* BEGIN Document segment *

Commit-ID:  281d150c5f8892f158747594ab49ce2823fd8b8c
Gitweb:     http://git.kernel.org/tip/281d150c5f8892f158747594ab49ce2823fd8b8c
Author:     Paul E. McKenney <paulmck@linux.vnet.ibm.com>
AuthorDate: Mon, 2 Nov 2009 13:52:27 -0800
Committer:  Ingo Molnar <mingo@elte.hu>
CommitDate: Tue, 10 Nov 2009 04:11:17 +0100

rcu: Prepare for synchronization fixes: clean up for non-NO_HZ handling of ->completed counter

Impose a clear locking design on non-NO_HZ handling of the
->completed counter.  This increases the distance between the
RCU and the CPU-hotplug mechanisms.

Signed-off-by: Paul E. McKenney <paulmck@linux.vnet.ibm.com>
Cc: laijs@cn.fujitsu.com
Cc: dipankar@in.ibm.com
Cc: mathieu.desnoyers@polymtl.ca
Cc: josh@joshtriplett.org
Cc: dvhltc@us.ibm.com
Cc: niv@us.ibm.com
Cc: peterz@infradead.org
Cc: rostedt@goodmis.org
Cc: Valdis.Kletnieks@vt.edu
Cc: dhowells@redhat.com
Cc: <stable@kernel.org> # .32.x
LKML-Reference: <12571987491353-git-send-email->
Signed-off-by: Ingo Molnar <mingo@elte.hu>
---
 kernel/rcutree.c |   67 ++++++++++++++++++++++++-----------------------------
 kernel/rcutree.h |    8 +++---
 2 files changed, 34 insertions(+), 41 deletions(-)

diff --git a/kernel/rcutree.c b/kernel/rcutree.c
index 69f4efe..26249ab 100644
--- a/kernel/rcutree.c
+++ b/kernel/rcutree.c
@@ -178,9 +178,29 @@ static struct rcu_node *rcu_get_root(struct rcu_state *rsp)
 	return &rsp->node[0];
 }
 
+/*
+ * Record the specified "completed" value, which is later used to validate
+ * dynticks counter manipulations and CPU-offline checks.  Specify
+ * "rsp->completed - 1" to unconditionally invalidate any future dynticks
+ * manipulations and CPU-offline checks.  Such invalidation is useful at
+ * the beginning of a grace period.
+ */
+static void dyntick_record_completed(struct rcu_state *rsp, long comp)
+{
+	rsp->dynticks_completed = comp;
+}
+
 #ifdef CONFIG_SMP
 
 /*
+ * Recall the previously recorded value of the completion for dynticks.
+ */
+static long dyntick_recall_completed(struct rcu_state *rsp)
+{
+	return rsp->dynticks_completed;
+}
+
+/*
  * If the specified CPU is offline, tell the caller that it is in
  * a quiescent state.  Otherwise, whack it with a reschedule IPI.
  * Grace periods can end up waiting on an offline CPU when that
@@ -337,28 +357,9 @@ void rcu_irq_exit(void)
 		set_need_resched();
 }
 
-/*
- * Record the specified "completed" value, which is later used to validate
- * dynticks counter manipulations.  Specify "rsp->completed - 1" to
- * unconditionally invalidate any future dynticks manipulations (which is
- * useful at the beginning of a grace period).

* END Document segment *

### Objective 1
Please lay out the entry lines as a numbered list. Begin at the line that contains "Hi annotator — for this image, please outline every white", continue through the last entry, and leave out blank lines.
The RCU patch and the entries are unrelated material.

* BEGIN Record excerpts *

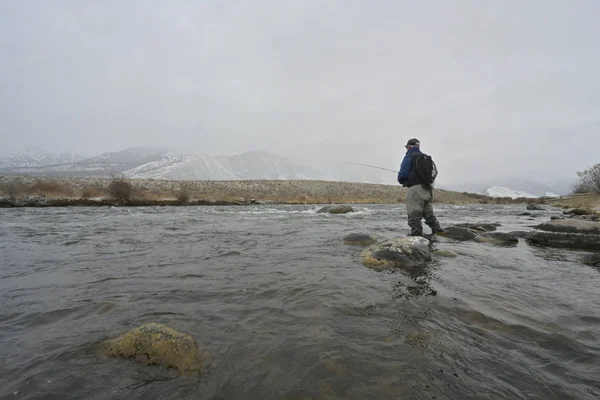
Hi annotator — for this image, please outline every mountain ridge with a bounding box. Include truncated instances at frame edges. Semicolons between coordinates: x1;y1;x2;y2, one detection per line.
0;146;571;194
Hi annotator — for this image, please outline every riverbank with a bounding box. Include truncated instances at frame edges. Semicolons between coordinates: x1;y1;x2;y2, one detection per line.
0;175;544;207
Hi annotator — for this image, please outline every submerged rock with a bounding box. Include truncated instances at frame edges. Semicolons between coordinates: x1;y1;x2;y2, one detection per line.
437;225;479;241
581;253;600;267
433;249;458;257
100;322;207;375
317;205;356;214
526;230;600;250
474;232;519;246
527;203;544;211
508;231;531;239
535;219;600;234
564;208;594;215
344;233;377;246
360;236;431;271
454;223;502;233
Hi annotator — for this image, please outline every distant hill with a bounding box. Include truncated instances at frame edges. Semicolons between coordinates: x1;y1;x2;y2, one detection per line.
0;146;571;194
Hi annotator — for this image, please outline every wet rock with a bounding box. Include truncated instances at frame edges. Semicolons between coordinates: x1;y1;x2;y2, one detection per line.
581;253;600;267
564;208;594;215
344;233;377;246
360;236;431;271
508;231;531;239
437;225;479;241
527;203;544;211
317;205;356;214
526;230;600;251
100;322;207;375
535;219;600;234
454;223;502;233
433;249;458;257
474;232;519;246
11;196;48;207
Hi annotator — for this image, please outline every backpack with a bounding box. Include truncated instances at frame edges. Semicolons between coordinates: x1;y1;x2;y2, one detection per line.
412;153;438;188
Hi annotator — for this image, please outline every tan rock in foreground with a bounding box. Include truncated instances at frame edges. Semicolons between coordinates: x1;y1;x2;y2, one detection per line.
100;322;207;375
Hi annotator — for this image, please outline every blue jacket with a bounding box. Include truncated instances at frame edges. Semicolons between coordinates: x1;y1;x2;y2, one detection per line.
398;147;421;185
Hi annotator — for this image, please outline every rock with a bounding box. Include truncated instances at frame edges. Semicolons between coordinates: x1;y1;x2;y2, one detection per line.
344;233;377;246
527;203;544;211
437;225;478;241
535;219;600;234
526;230;600;250
360;236;431;271
433;249;458;257
317;205;356;214
564;208;594;215
454;223;502;233
12;196;48;207
581;253;600;267
474;232;519;246
508;231;531;239
100;322;207;375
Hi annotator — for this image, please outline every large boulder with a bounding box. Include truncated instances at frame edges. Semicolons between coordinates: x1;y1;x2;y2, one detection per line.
508;231;531;239
564;208;594;215
344;233;377;246
454;222;501;233
100;322;207;375
360;236;431;271
474;232;519;246
581;253;600;267
317;205;356;214
526;230;600;251
436;225;479;241
535;219;600;234
527;203;544;211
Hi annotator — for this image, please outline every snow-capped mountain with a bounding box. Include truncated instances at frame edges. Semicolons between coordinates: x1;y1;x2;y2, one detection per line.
447;179;571;197
224;151;323;180
123;154;239;180
486;186;538;199
0;147;175;177
123;152;320;180
0;151;84;170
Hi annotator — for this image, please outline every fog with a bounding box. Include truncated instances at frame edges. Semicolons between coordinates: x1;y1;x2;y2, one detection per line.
0;0;600;182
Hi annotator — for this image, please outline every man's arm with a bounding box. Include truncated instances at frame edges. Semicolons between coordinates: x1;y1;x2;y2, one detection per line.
398;154;410;185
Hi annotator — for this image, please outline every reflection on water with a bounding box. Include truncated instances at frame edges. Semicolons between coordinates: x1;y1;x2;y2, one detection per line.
0;205;600;399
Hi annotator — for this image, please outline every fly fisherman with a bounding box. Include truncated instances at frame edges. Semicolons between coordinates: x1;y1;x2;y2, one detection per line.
398;139;444;236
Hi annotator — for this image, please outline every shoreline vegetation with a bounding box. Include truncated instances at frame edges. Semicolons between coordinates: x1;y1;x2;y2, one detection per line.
0;175;583;207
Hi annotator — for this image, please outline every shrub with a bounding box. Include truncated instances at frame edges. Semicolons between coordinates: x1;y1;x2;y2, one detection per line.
108;178;133;203
573;163;600;193
29;179;75;196
4;182;27;203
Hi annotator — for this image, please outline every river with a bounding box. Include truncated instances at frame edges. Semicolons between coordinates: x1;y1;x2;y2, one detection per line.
0;205;600;399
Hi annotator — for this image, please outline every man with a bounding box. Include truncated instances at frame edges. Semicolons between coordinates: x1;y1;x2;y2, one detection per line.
398;139;444;236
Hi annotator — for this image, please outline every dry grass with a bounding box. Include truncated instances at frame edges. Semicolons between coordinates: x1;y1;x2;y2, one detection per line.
0;176;542;204
547;193;600;210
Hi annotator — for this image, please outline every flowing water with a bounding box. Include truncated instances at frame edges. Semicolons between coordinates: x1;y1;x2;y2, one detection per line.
0;205;600;399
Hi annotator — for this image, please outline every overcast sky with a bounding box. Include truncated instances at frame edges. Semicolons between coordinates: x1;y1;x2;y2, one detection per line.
0;0;600;182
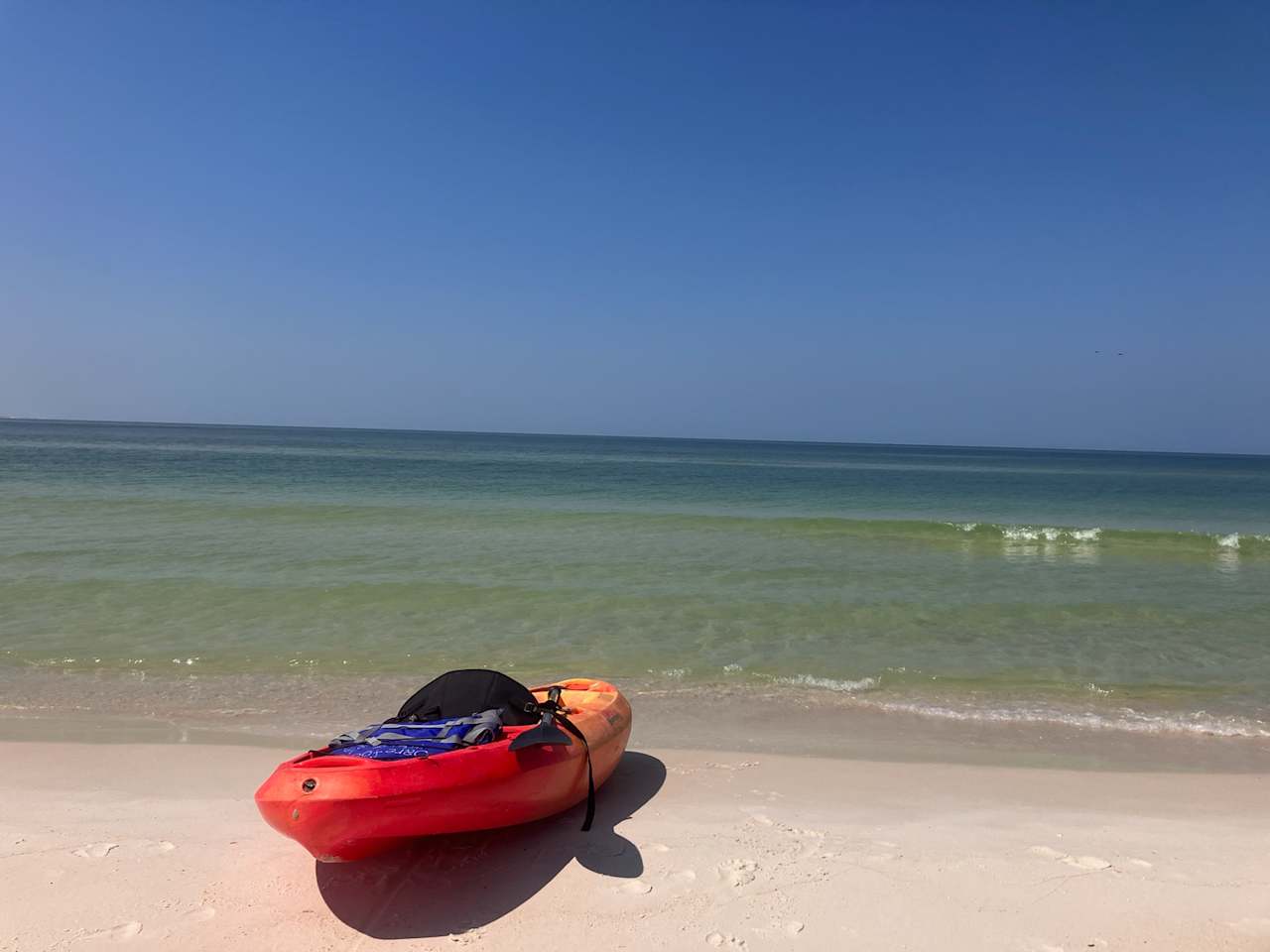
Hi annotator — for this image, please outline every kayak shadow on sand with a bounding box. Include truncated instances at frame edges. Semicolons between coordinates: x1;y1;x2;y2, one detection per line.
317;750;666;939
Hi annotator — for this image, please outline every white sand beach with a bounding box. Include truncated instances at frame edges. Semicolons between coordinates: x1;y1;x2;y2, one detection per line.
0;742;1270;952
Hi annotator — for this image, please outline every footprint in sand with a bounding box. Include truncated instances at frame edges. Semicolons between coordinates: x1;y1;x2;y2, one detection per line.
1028;847;1111;871
71;843;119;860
83;920;141;942
1226;916;1270;938
715;860;758;890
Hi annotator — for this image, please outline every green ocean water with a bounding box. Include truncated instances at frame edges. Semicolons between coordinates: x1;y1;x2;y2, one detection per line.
0;420;1270;736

* END Record excerpts *

### Objective 2
According to the RCU patch above, who is listed as the committer?

### Answer 1
1. Hi annotator — for this image, please outline every white sand beach with a bounding box. Include truncated instances at frame edges. Semicolons between coordinates: x1;y1;x2;y2, one detection per line.
2. 0;742;1270;952
3. Hi annotator — for this image, please outline every footprint in sand with a bounding box. Include truncated instances at frame edges. Semicolons between coordinates: x1;y1;x2;y2, one detection per line.
4. 1028;847;1111;871
5. 71;843;119;860
6. 83;920;141;942
7. 1226;916;1270;938
8. 715;860;758;890
9. Hi annotator — for this image, please outline every green ocean water with a bounding box. Include truncated instances at frame edges. Semicolons between coordinates: x1;y1;x2;y2, one detection per line.
10. 0;420;1270;736

### Answer 2
Ingo Molnar